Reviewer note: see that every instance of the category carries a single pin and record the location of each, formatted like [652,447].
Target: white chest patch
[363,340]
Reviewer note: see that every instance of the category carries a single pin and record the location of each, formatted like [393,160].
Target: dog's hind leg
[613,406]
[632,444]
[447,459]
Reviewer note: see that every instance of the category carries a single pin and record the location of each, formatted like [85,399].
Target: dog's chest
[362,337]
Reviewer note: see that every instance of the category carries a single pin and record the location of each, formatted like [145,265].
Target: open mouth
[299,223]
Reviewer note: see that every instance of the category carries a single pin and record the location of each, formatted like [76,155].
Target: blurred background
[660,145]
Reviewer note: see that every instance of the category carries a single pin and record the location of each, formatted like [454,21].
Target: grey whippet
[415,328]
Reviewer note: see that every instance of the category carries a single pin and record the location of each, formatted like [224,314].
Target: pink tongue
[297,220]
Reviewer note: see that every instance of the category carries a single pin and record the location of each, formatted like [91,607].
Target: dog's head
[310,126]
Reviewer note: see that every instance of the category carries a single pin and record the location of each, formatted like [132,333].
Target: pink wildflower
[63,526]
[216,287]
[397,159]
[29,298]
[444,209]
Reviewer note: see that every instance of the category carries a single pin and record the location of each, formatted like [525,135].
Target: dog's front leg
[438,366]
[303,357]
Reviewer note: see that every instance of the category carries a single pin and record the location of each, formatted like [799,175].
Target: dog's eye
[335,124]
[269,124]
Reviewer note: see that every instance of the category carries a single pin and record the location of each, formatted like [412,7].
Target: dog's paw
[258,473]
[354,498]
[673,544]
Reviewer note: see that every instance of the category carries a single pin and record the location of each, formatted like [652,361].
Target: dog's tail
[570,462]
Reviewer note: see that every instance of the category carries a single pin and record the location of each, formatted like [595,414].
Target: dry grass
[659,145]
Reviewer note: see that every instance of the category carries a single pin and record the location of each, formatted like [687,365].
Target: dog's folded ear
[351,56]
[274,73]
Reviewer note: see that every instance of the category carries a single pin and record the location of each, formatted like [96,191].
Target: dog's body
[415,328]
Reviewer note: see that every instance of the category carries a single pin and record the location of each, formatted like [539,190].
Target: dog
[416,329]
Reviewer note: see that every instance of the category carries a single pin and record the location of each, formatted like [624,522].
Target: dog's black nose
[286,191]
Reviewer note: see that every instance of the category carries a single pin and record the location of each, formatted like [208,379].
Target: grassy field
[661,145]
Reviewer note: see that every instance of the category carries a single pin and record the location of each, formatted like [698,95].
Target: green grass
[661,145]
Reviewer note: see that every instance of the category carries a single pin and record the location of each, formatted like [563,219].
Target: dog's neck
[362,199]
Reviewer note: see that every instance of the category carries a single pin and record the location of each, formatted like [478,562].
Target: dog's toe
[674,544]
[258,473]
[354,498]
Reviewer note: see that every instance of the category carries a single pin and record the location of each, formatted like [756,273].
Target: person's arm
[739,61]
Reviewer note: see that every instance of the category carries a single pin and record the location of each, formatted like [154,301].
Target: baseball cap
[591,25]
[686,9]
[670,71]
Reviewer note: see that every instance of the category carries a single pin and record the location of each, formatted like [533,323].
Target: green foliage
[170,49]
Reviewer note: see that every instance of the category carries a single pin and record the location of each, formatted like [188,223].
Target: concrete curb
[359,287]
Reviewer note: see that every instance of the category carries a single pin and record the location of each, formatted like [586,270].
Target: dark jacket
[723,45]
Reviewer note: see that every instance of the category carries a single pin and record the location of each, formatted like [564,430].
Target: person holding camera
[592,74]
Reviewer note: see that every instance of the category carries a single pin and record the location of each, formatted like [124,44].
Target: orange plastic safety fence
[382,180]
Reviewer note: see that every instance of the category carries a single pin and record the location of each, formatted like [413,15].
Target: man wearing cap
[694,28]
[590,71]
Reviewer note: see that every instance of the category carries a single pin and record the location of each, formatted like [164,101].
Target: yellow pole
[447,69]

______

Copy out verbatim the stretch of the records from the line containing "formatted like [533,323]." through the end of the records.

Reviewer note: see that every instance of the category carries a single pin and record the location of each, formatted like [533,323].
Target: green foliage
[170,49]
Reviewer note: see that every instance of the category carries a single pin and record the location of each, formatted like [188,223].
Target: concrete curb
[359,287]
Reviewer note: see that every instance of the category carries a single pin and record the location of each, formatted like [586,270].
Target: dark jacket
[723,45]
Reviewer note: see that every instance of the category carries a single pin and record the location of each, formatted like [564,430].
Target: person holding camera
[592,74]
Reviewer note: see that every instance of the category carries a single pin and record the location of each, formatted like [124,44].
Target: orange plastic safety fence
[382,180]
Reviewer note: see that every instance of the category carries a single pin and record the location of each, formatted like [413,15].
Target: man wearing cap
[694,28]
[590,71]
Reviewer note: see that every instance of the category carries a single pin and record the location of each, formatted like [164,101].
Target: yellow pole
[447,69]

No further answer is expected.